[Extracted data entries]
--- Start ---

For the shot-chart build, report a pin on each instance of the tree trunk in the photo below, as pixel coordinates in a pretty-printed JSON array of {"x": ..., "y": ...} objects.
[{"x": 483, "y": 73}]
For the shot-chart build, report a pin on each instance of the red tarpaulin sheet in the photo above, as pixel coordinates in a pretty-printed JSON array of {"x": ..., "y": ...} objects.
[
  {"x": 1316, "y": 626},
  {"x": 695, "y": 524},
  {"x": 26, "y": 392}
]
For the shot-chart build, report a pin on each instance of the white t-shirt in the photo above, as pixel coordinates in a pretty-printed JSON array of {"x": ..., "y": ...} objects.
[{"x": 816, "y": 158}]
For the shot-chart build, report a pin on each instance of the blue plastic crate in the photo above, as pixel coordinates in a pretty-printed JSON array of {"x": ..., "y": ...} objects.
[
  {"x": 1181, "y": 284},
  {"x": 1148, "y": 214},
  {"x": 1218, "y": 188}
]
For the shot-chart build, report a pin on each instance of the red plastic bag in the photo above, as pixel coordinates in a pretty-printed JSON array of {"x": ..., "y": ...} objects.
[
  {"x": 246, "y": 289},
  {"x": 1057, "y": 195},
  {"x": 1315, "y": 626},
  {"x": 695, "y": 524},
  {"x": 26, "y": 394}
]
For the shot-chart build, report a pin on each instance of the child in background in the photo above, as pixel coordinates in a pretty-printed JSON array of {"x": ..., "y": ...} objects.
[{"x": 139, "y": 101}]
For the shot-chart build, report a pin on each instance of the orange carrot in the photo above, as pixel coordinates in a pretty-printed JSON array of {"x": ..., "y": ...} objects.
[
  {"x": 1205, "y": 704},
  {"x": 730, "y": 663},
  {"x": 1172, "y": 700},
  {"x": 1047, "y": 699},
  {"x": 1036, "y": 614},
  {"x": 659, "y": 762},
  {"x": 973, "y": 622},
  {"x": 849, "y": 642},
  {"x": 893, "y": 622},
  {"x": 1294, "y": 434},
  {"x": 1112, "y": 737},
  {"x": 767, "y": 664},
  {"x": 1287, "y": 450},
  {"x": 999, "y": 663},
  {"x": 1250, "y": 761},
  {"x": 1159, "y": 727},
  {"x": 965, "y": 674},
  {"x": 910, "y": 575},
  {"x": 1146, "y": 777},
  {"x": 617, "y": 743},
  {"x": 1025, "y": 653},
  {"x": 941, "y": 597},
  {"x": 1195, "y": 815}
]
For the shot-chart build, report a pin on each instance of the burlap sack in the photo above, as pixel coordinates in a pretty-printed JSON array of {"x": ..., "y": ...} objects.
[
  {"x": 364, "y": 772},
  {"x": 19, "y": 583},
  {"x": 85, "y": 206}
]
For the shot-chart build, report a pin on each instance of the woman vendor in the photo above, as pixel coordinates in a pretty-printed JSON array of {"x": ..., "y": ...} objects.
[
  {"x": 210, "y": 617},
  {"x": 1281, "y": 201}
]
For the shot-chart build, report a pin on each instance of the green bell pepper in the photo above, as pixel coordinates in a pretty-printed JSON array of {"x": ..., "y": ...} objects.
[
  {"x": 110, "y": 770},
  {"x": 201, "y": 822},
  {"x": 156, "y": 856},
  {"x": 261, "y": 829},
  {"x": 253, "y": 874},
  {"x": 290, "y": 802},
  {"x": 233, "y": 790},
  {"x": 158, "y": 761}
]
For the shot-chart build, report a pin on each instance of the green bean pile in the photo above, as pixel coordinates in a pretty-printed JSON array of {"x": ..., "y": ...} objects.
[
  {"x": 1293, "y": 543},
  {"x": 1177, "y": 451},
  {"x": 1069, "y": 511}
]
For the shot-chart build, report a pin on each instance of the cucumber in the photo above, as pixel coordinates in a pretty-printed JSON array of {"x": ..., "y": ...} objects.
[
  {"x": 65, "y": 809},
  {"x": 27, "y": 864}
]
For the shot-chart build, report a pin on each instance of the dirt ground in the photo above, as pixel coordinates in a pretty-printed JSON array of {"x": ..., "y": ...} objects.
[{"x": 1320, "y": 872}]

--- End ---
--- Start ---

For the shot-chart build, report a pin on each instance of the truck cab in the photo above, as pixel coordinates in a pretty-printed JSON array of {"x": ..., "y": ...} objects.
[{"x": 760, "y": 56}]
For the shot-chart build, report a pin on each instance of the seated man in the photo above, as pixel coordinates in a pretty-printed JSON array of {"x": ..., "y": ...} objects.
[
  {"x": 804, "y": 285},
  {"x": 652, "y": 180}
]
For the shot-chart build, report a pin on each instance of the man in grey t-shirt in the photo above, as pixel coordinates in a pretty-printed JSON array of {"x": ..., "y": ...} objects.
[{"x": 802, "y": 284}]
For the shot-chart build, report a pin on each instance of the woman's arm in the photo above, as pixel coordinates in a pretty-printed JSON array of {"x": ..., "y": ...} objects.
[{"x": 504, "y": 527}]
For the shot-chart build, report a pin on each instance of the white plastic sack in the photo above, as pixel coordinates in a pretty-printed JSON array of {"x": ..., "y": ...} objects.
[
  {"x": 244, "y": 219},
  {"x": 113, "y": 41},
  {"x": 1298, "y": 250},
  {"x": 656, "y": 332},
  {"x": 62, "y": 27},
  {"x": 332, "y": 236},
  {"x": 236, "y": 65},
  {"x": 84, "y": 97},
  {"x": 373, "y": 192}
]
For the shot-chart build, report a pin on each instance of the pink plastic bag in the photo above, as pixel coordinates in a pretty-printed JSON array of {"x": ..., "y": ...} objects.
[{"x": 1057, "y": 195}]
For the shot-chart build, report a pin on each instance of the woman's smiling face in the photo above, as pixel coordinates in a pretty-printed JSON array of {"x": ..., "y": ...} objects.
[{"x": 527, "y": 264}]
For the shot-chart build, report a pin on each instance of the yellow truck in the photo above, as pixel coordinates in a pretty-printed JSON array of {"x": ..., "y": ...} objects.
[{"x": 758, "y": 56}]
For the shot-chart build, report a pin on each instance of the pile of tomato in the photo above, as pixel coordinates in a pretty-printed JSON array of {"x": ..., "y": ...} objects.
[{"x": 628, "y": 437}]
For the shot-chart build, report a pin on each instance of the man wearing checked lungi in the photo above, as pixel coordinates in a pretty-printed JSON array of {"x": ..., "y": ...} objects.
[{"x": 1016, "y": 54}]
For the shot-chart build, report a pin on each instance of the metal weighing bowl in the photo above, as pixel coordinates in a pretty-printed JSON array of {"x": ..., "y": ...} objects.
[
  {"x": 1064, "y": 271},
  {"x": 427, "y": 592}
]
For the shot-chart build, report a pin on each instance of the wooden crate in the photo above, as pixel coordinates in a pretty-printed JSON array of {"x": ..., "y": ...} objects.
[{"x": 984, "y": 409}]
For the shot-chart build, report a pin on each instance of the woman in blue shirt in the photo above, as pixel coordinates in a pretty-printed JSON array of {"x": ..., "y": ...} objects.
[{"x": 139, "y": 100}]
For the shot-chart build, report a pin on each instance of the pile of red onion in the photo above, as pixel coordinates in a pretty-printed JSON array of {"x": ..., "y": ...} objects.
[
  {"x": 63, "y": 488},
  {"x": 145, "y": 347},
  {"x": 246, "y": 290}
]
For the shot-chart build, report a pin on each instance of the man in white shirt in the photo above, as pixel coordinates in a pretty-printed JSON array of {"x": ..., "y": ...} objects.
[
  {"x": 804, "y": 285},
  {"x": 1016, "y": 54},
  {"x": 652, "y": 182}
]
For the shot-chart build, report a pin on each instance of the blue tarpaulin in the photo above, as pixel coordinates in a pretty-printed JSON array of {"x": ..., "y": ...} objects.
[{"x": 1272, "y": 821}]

--- End ---
--- Start ---

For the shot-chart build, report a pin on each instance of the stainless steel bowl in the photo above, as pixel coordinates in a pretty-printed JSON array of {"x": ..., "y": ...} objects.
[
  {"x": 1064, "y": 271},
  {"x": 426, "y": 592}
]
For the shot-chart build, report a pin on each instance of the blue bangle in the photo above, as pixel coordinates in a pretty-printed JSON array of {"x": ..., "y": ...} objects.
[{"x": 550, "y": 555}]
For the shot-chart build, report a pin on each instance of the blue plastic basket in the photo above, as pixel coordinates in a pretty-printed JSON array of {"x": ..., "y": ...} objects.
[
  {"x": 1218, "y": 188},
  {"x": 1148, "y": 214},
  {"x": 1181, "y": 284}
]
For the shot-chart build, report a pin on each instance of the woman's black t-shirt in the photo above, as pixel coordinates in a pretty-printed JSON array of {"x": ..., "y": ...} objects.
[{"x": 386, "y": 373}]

--- End ---

▶ Written request
How many lines of the material above contain the string "sack"? Reply with the number only.

▶ Response below
2